Problems
1) In the article on Toronto's future power needs, what was the city's peak electricity demand in 2023?
2) Carry on the article about meeting Toronto's electricity demand without gas or nuclear, picking up after its last sentence.

Document
-- begin --

Toronto Can Meet Future Power Needs Without Gas or Nuclear, New Analysis Shows

03 05 2025 | 16:50Gaye Taylor / ENERGY MIX

Over 50% of Toronto’s projected surge in electricity demand could be fulfilled cost-effectively within city limits using demand-side management, rooftop solar, and storage, concludes a new analysis by Environmental Defence Canada, produced as part of an effort to engage with Torontonians about the future of their power mix.

Critical consultations with Ontario’s Independent Electricity System Operator (IESO) are now under way to determine how Canada’s largest city and its surrounding regions will power themselves through the next decades. In a newly released [pdf] “high-level vision” for electricity planning, Environmental Defence concludes that more gas or nuclear power is not the answer. Senior program manager Aliénor Rougeot told The Energy Mix this is especially true after the Trump administration’s recent economic attacks on Canada, which highlight the risks of relying on fossil fuels imported from the United States.

Conservation, Rooftop Solar, Storage Suffice

Toronto currently consumes about 24 terawatt-hours (TWh) of electricity annually, with peak demand reaching 4,700 megawatts (MW) in 2023. Based on the IESO’s projections for 2035—6,300 MW in summer and 7,000 MW in winter—Environmental Defence estimates the city’s annual electricity use will rise to 34–37 TWh by then, an increase of 10–13 TWh from today.

-- end --

Data provided
-- begin --

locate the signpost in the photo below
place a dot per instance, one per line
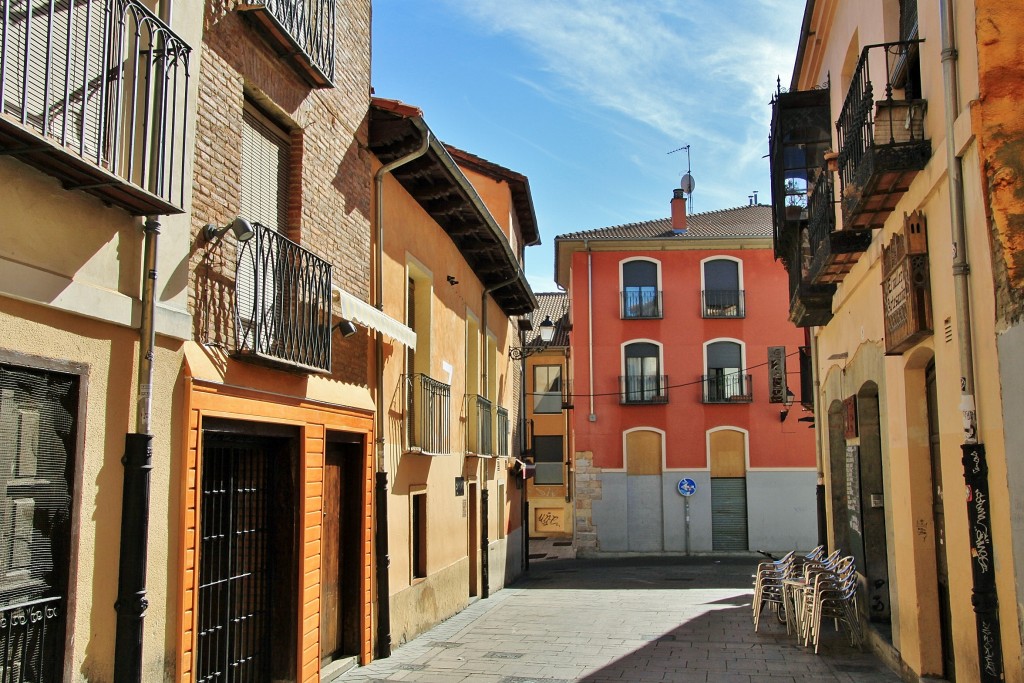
(686, 487)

-- end --

Results for the exercise
1) 4,700 megawatts (MW).

2)
Toronto could supply over 50% of this projected demand increase by 2035 through three key measures, the analysis suggests:

• Demand-response programs: Energy efficiency retrofits, smart thermostats, commercial and industrial flexibility programs, and EV load shifting could cut annual electricity use by 3.6 TWh.

• Rooftop solar expansion: Peppering photovoltaics on 50% of suitable rooftops could generate about 4.9 TWh per year. Toronto’s climate plan already pledges 100% rooftop coverage by 2050.

• Energy storage deployment: Maximizing utility-scale, residential, and thermal storage to 1,000 MW by 2035 would align with TransformTO’s 2,000 MW goal for 2050, even though a recent IESO resource planning video failed to mention storage at all.

On June 27, 2024, Toronto City Council requested [pdf] that the Portlands Energy Centre—a highly-polluting peaker gas plant located in the heart of the city—be effectively shuttered, only to be used in cases of extreme urgency. Its 550-MW capacity would be replaced by non-emitting electricity sources. Environmental Defence calculates that a combination of efficiency and conservation measures would more than cover the loss of the plant. 

Prioritize The Cheapest Sources

Ontario’s most affordable electricity sources in 2024 were utility-scale wind at $48/MWh and solar at $69/MWh, by IESO estimates. The analysis says those costs are expected [pdf] to fall further—potentially to $42/MWh for wind and $47/MWh for solar, based on a 2022 projection.

By comparison, the IESO pegged conventional nuclear at $140/MWh and small modular reactors at $155/MWh in 2024, Environmental Defence writes, and gas came in even higher, at $185/MWh.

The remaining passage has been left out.